### Page text

**********

We can see that $P V P^{-1} = V$ so this means that $\langle n l m | V | n' l' m'\rangle$ might be $\neq 0$ if and only if $l+l'$ is an even integer.

We can also see that $\int_0^{2 \pi} \sin 2\phi \ \mathrm{d}\phi = \int_0^{2 \pi} \sin 2\phi \ e^{\pm i \phi} \mathrm{d}\phi = 0$, so we have to add that $\langle n l m | V | n' l' m'\rangle$ might be $\neq 0$ if and only if $m = -m' = \pm 1$.

So I arrive to the conclussion that $\langle n l m|V|n'l'm'\rangle = 0$ except from $\langle 211|V|21-1\rangle$ and $\langle21-1|V|211\rangle$.

But we can see that $\langle 211 |V| 21-1\rangle = -\langle21-1|V|211\rangle = V_0 \frac{(2a)^{-3}}{8 \pi a^2} \int_0^{\infty} r^4 e^{-r/a} \mathrm{d}r \int_0^{\pi} \sin^5 \theta \ \mathrm{d}\theta \int_0^{2\pi} e^{-2i\phi} \sin 2\phi \ \mathrm{d}\phi = \frac{2 V_0}{5} i$ which is a complex number.

**********

### Given information
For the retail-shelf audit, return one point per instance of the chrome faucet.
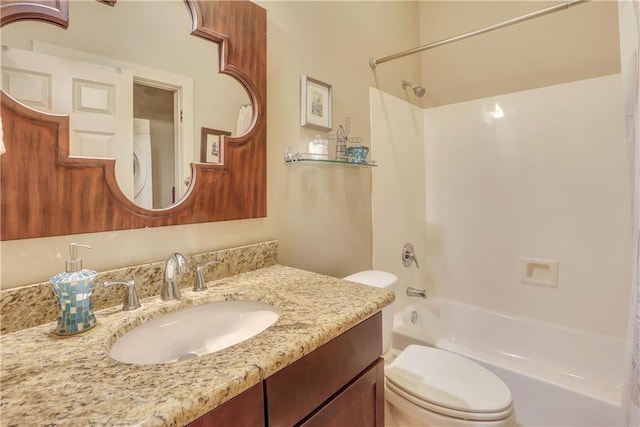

**********

### Exercise details
Print the matrix-element derivation from "We can also" to "a complex number.", keeping every character unchanged.

### Solution to this problem
We can also see that $\int_0^{2 \pi} \sin 2\phi \ \mathrm{d}\phi = \int_0^{2 \pi} \sin 2\phi \ e^{\pm i \phi} \mathrm{d}\phi = 0$, so we have to add that $\langle n l m | V | n' l' m'\rangle$ might be $\neq 0$ if and only if $m = -m' = \pm 1$.

So I arrive to the conclussion that $\langle n l m|V|n'l'm'\rangle = 0$ except from $\langle 211|V|21-1\rangle$ and $\langle21-1|V|211\rangle$.

But we can see that $\langle 211 |V| 21-1\rangle = -\langle21-1|V|211\rangle = V_0 \frac{(2a)^{-3}}{8 \pi a^2} \int_0^{\infty} r^4 e^{-r/a} \mathrm{d}r \int_0^{\pi} \sin^5 \theta \ \mathrm{d}\theta \int_0^{2\pi} e^{-2i\phi} \sin 2\phi \ \mathrm{d}\phi = \frac{2 V_0}{5} i$ which is a complex number.